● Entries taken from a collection

****************

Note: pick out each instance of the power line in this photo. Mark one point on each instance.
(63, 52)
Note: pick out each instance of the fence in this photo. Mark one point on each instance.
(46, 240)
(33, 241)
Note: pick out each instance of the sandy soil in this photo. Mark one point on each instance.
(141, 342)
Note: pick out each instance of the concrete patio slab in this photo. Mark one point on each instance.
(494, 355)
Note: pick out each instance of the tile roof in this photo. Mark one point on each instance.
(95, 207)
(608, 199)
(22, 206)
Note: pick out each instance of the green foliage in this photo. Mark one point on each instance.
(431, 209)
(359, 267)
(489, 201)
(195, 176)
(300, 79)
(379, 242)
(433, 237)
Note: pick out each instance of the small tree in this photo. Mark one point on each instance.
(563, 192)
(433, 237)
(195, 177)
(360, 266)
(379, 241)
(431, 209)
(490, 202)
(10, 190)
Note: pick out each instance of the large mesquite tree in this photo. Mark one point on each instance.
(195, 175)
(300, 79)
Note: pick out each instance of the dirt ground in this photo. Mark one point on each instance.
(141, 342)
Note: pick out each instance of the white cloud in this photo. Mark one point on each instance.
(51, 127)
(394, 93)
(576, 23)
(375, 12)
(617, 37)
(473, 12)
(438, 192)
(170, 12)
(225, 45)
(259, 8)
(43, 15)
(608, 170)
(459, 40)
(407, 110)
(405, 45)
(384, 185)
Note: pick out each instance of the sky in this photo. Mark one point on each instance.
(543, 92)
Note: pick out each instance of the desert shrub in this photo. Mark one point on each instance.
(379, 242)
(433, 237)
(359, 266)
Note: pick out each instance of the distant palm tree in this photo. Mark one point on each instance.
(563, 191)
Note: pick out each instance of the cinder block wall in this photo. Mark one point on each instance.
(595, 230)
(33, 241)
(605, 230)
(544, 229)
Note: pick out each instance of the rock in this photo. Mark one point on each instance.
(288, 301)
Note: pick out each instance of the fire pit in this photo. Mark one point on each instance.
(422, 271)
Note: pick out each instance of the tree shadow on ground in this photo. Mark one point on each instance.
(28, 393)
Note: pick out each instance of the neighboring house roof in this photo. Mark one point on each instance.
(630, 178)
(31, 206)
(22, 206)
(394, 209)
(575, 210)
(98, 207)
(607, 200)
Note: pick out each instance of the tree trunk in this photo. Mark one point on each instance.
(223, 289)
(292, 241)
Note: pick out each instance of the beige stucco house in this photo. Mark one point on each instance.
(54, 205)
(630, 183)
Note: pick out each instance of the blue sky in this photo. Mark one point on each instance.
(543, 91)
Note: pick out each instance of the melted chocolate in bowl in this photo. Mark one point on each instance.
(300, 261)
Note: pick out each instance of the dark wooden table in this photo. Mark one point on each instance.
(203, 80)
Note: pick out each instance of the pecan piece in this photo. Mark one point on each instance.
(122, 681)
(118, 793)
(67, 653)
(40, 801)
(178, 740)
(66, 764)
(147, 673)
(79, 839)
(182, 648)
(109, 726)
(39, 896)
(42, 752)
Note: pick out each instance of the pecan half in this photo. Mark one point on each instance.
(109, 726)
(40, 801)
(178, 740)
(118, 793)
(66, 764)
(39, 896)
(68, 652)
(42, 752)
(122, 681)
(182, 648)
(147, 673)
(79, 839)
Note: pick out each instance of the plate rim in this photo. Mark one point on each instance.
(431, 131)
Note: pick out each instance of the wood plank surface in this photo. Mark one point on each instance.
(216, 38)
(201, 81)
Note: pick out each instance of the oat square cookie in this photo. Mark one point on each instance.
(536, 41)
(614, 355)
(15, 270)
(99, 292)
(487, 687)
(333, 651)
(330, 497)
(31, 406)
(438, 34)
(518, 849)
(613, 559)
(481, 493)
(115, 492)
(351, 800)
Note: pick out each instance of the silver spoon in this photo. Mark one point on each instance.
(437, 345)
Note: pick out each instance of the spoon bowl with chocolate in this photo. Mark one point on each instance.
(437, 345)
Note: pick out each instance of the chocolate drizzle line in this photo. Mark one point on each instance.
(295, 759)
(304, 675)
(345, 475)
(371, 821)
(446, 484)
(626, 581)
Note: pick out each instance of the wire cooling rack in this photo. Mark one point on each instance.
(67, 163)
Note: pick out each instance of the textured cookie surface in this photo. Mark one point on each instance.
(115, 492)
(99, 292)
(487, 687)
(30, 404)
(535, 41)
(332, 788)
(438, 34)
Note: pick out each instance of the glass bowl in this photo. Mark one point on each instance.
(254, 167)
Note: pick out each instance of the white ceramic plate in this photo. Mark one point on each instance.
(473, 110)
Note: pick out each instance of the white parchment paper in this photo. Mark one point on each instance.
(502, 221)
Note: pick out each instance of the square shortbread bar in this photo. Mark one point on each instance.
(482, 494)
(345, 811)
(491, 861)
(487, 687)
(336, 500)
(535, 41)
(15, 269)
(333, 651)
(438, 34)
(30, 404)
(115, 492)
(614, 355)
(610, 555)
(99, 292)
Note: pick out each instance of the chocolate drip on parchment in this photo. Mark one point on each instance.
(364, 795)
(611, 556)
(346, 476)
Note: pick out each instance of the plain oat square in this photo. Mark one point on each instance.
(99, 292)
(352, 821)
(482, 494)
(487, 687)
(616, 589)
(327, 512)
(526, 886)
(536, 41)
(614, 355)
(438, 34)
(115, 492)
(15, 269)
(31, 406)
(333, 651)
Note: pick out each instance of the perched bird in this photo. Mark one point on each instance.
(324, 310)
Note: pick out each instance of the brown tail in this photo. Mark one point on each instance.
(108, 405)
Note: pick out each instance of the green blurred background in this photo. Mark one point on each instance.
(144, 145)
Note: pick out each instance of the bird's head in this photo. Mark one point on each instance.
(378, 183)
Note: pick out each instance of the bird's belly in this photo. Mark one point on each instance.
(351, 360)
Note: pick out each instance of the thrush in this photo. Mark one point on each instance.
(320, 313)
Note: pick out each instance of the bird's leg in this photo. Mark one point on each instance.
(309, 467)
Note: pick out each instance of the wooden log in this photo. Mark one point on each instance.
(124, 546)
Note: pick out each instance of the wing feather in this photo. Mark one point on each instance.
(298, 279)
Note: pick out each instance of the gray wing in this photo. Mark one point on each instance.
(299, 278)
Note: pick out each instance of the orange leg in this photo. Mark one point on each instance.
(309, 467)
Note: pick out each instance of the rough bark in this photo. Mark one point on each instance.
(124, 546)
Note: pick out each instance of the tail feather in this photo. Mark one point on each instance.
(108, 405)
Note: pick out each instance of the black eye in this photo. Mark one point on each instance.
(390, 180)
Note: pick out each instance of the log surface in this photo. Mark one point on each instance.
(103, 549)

****************

● SET TASK
Exactly as written, give again every line from the one containing "Note: pick out each instance of the perched" through the last line of the material above, and no other lines.

● CORRECT OUTPUT
Note: pick out each instance of the perched bird in this photo. Mark one point on each instance.
(324, 310)
Note: pick out each instance of the brown tail in this photo. Mark one point on each instance.
(108, 405)
Note: pick out each instance of the green blurred background in this photo. Mark one point on each instance.
(144, 145)
Note: pick out each instance of the bird's head in this photo. Mark one point on each instance.
(378, 183)
Note: pick out each instance of the bird's belly in this photo. Mark one point on each instance.
(351, 360)
Note: pick out each instance of the thrush in this photo. Mark one point on each instance.
(320, 313)
Note: pick out each instance of the bird's leg in this photo. Mark one point on each instance.
(309, 467)
Note: pick out each instance of the wooden log in this photo. Mark one point on each instance.
(124, 546)
Note: pick out each instance of the wing feather in this photo. Mark one point on each instance.
(298, 279)
Note: pick out each instance of the gray wing in this photo. Mark one point on each instance.
(299, 278)
Note: pick out each instance of the orange leg in this photo. Mark one point on each instance.
(309, 467)
Note: pick out each instance of the rough bark in this photo. Mark one point on each instance.
(124, 546)
Note: pick out each instance of the tail feather in this photo. Mark one point on each instance.
(108, 405)
Note: pick out each instance of the black eye in this photo. Mark one point on each instance.
(390, 180)
Note: pick out each instance of the log surface in this photo. Mark one point on each instance.
(103, 549)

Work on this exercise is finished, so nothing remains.